WHAT THIS TASK INVOLVES → Switch "pin" to "point" in everything from the line containing "Target: woman's blue jeans" down to the line containing "(1109, 331)" in the items below, and write out those lines again with nothing else changed. Leave the pictures out of your answer.

* * *

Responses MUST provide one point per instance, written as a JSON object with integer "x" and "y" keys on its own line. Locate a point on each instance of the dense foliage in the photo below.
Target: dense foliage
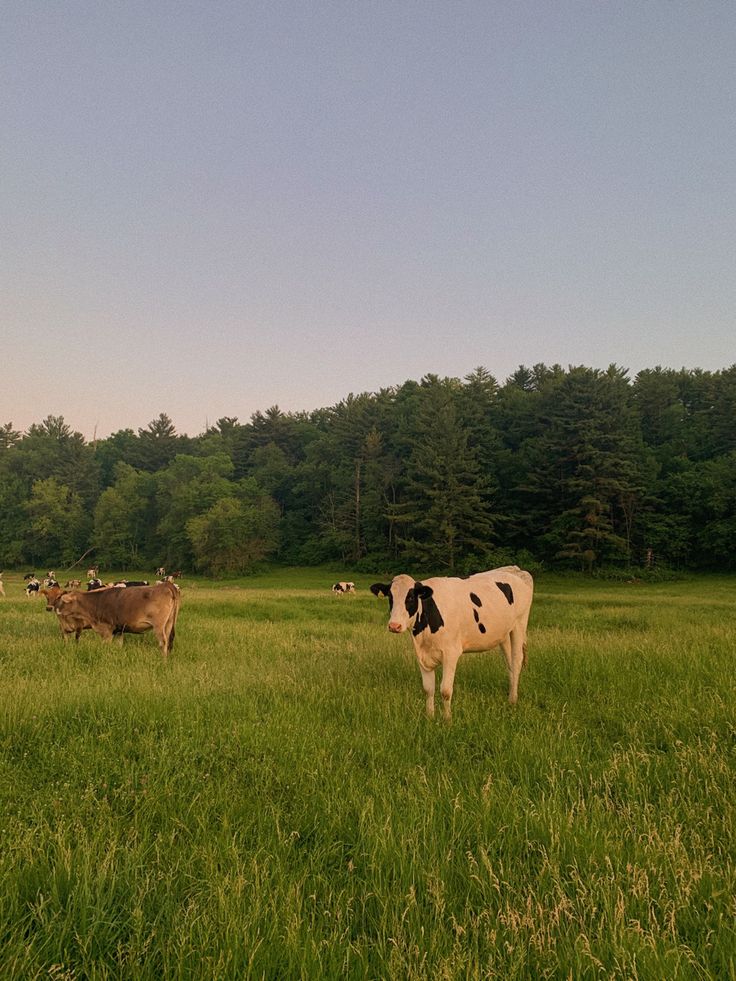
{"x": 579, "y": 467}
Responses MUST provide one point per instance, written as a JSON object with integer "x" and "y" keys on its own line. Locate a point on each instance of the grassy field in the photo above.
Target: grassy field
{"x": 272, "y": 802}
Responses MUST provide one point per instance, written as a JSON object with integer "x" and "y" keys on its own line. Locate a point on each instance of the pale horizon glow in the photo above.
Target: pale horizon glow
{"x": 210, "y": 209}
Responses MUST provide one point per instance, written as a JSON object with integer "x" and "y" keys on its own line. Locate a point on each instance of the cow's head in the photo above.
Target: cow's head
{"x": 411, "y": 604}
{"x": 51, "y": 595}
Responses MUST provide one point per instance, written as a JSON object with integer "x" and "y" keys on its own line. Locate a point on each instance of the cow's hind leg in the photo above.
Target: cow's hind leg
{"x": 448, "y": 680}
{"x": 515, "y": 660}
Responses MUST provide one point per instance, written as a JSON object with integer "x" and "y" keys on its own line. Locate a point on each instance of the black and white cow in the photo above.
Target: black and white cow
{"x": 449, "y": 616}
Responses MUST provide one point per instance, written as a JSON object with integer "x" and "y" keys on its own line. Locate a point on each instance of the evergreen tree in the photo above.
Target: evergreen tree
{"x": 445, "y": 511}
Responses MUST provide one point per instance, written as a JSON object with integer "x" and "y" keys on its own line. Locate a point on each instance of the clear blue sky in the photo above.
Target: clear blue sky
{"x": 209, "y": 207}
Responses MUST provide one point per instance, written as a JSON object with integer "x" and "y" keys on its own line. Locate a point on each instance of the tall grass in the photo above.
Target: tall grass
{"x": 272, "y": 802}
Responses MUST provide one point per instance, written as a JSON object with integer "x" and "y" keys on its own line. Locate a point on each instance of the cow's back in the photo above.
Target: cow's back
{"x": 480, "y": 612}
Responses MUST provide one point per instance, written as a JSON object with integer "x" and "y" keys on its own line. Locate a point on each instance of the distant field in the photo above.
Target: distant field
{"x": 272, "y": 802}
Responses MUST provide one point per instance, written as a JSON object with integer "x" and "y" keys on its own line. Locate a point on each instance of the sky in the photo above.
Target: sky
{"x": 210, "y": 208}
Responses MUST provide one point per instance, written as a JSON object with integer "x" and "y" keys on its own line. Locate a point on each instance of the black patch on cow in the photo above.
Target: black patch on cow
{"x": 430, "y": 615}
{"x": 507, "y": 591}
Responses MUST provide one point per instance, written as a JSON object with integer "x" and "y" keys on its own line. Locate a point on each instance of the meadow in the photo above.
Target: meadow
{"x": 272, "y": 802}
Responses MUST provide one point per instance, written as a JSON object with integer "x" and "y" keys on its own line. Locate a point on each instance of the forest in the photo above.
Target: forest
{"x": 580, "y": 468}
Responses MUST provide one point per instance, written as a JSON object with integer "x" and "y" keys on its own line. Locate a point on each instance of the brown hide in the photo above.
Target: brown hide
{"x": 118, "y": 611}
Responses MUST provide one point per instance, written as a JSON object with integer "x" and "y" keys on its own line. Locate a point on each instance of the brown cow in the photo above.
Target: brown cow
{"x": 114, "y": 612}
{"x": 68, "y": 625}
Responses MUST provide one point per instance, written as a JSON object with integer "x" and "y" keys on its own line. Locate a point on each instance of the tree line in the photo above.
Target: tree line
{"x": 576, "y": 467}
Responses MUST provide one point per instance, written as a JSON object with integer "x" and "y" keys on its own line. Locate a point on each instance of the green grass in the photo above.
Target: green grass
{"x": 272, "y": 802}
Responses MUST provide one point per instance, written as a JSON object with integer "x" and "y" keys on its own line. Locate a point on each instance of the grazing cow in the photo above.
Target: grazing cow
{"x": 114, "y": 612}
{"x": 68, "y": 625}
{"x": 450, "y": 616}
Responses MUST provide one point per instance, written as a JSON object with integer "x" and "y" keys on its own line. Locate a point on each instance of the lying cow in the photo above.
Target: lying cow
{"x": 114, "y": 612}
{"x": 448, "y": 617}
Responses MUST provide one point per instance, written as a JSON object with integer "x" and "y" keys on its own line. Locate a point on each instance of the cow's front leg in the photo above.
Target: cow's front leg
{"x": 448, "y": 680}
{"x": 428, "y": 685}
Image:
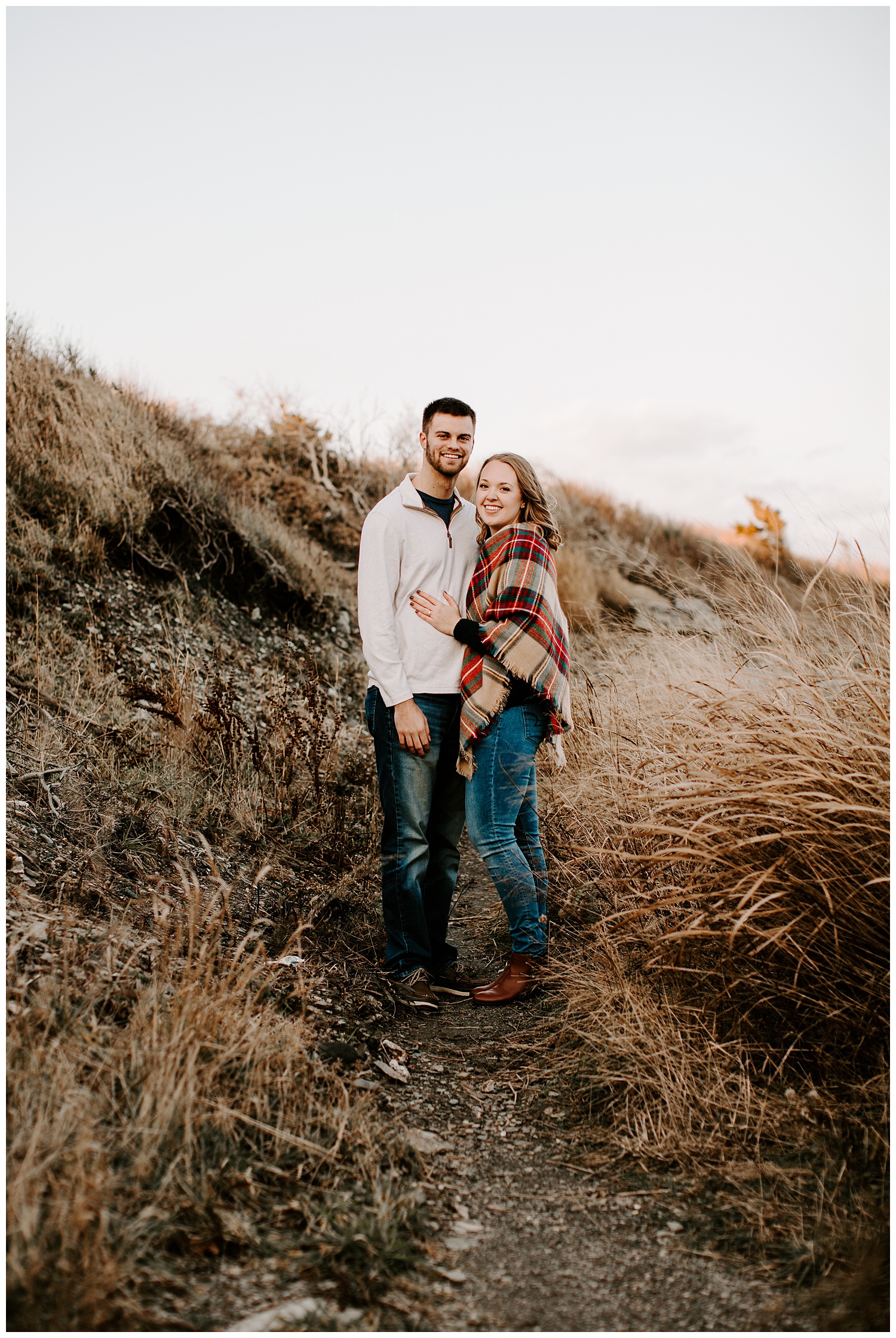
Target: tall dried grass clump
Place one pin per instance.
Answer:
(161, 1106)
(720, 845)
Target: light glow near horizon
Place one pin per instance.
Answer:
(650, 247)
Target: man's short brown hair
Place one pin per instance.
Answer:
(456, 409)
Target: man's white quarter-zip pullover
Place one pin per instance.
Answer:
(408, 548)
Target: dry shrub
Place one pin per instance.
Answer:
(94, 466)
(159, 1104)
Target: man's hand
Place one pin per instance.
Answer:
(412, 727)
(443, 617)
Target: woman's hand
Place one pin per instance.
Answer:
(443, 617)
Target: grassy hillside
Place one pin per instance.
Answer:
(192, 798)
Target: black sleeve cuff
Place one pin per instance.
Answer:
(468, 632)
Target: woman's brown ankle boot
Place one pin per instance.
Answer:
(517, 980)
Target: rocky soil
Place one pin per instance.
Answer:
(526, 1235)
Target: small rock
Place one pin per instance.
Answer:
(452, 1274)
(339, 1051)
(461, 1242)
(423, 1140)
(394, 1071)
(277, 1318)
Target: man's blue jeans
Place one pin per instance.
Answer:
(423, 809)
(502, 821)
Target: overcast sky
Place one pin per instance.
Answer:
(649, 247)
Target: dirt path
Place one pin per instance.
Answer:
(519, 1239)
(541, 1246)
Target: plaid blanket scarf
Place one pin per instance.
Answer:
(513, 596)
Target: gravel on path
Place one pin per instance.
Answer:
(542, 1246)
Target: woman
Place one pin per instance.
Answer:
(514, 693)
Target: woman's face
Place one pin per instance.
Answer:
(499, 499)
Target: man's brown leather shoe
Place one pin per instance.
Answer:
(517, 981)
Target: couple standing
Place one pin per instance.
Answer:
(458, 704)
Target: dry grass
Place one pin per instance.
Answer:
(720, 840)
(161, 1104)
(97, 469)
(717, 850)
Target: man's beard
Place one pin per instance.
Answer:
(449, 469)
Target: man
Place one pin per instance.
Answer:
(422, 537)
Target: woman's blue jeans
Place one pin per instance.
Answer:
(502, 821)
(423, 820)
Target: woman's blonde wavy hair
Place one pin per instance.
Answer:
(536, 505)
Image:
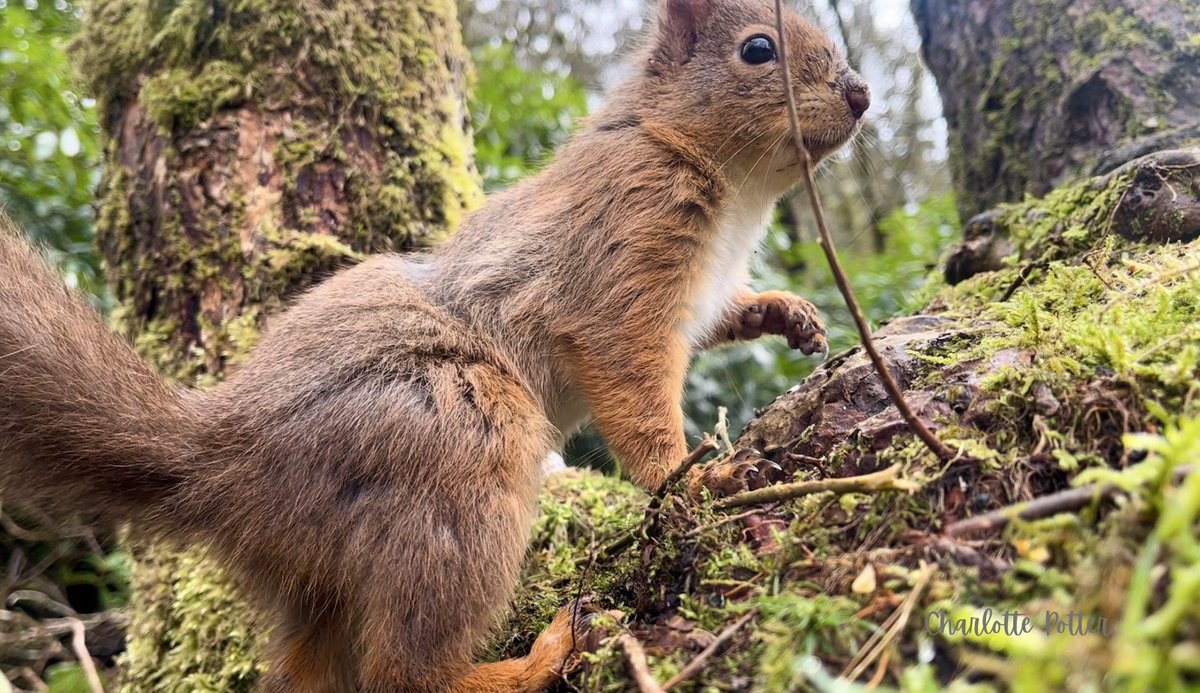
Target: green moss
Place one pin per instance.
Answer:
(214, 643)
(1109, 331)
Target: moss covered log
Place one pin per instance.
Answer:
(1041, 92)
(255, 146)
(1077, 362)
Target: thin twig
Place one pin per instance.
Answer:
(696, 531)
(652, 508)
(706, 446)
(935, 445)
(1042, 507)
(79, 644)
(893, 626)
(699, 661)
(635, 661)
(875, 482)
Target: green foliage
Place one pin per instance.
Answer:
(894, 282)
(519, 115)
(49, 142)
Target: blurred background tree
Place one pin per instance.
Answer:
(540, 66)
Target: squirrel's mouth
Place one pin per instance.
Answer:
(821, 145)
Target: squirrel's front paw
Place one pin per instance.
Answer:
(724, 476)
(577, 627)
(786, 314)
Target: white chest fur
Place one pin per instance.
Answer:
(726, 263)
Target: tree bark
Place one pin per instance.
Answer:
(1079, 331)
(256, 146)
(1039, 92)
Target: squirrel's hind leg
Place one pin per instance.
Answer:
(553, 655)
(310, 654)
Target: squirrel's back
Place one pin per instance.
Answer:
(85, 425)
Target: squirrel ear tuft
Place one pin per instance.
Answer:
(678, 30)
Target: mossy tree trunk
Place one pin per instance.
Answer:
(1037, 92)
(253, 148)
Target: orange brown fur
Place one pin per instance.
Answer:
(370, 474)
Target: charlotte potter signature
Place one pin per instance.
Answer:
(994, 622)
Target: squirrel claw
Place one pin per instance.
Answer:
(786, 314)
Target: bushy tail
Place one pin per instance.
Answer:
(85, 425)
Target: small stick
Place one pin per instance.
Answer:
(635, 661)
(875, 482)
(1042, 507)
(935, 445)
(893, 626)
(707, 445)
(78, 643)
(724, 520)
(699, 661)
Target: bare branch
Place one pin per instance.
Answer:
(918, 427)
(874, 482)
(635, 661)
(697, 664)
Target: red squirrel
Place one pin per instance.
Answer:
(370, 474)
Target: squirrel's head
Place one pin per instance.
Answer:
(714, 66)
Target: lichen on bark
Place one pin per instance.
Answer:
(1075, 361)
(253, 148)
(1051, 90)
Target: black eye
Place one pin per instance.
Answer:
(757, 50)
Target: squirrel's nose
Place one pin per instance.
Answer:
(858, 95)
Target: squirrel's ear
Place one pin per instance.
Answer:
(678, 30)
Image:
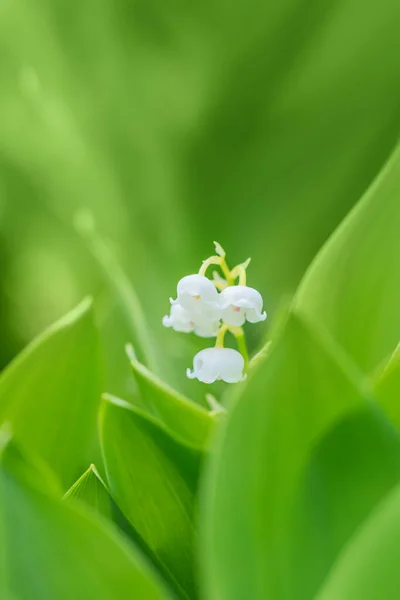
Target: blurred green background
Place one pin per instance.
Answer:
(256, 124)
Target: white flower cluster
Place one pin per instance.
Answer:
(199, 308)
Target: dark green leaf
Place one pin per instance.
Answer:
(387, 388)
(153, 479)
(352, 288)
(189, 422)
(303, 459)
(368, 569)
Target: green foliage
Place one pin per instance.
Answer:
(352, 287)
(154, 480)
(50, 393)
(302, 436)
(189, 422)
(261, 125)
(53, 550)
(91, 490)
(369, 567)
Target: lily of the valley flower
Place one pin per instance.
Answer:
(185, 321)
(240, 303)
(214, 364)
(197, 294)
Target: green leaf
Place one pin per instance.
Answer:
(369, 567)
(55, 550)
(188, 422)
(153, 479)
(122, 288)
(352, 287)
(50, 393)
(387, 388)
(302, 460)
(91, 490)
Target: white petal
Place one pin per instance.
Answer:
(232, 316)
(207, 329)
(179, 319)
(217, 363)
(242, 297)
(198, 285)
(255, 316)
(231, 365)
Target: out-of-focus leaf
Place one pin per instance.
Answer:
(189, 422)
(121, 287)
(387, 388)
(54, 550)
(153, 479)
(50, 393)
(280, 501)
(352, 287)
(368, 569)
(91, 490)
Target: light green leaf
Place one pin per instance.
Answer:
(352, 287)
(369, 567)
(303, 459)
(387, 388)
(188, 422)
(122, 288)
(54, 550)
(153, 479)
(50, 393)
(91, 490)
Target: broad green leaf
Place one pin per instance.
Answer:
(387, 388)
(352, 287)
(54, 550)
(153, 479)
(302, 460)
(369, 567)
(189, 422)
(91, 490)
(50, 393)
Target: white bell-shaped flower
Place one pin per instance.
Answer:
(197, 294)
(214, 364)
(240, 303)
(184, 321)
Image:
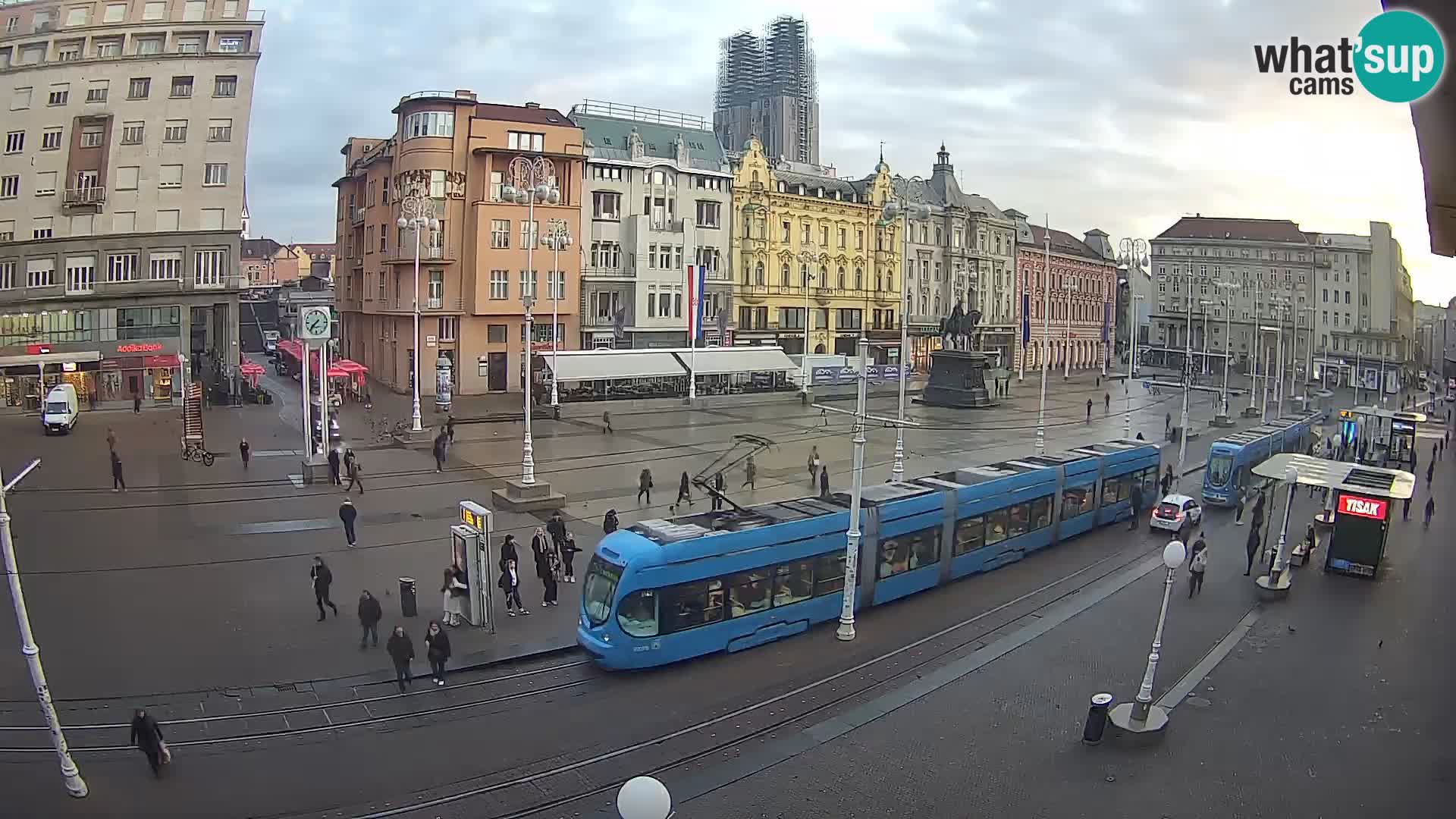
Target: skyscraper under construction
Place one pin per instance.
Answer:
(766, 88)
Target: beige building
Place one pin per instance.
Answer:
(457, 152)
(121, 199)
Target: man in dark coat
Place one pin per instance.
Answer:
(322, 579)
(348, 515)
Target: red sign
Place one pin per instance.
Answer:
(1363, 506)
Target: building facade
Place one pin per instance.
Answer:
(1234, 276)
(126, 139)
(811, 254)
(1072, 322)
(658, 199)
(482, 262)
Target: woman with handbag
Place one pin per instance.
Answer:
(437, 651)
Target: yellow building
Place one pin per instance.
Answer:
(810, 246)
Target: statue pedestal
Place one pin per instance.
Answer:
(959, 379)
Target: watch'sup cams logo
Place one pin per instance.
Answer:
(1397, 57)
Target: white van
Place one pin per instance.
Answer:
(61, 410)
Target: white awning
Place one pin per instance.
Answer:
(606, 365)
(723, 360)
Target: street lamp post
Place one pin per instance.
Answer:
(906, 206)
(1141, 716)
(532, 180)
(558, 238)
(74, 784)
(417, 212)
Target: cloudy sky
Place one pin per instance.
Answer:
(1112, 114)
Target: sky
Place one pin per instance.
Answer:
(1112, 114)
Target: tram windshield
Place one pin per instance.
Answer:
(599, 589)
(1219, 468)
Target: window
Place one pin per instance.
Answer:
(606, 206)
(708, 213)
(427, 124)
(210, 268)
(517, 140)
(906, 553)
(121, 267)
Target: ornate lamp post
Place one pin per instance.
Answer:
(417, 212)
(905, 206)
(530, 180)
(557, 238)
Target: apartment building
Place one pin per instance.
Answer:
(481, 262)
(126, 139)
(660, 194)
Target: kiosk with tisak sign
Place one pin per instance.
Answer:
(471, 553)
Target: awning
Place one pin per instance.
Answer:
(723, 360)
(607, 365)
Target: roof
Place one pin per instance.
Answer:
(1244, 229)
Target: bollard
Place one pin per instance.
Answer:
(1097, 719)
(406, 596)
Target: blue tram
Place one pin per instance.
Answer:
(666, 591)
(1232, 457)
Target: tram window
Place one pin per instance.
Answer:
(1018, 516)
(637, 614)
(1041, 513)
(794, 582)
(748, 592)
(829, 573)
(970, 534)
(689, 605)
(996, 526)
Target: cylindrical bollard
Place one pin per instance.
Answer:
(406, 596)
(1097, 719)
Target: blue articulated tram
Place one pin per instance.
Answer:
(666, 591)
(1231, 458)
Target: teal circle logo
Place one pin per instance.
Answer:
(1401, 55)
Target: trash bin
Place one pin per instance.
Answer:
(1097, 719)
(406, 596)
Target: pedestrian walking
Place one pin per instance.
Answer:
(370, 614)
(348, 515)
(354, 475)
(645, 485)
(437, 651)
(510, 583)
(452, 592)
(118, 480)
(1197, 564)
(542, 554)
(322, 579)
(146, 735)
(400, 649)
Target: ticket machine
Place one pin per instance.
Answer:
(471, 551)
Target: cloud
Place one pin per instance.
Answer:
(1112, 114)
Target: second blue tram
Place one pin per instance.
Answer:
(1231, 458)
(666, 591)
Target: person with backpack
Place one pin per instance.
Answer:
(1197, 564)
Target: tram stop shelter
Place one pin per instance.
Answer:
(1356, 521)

* * *

REPLY TO THE TASK →
Target: woman's blue jeans
Place one point per instance.
Answer:
(502, 821)
(423, 820)
Target: woman's blonde wavy hair
Place one point per instance.
Answer:
(536, 505)
Image:
Target: green moss
Place one point per instance.
Answer:
(214, 643)
(1109, 331)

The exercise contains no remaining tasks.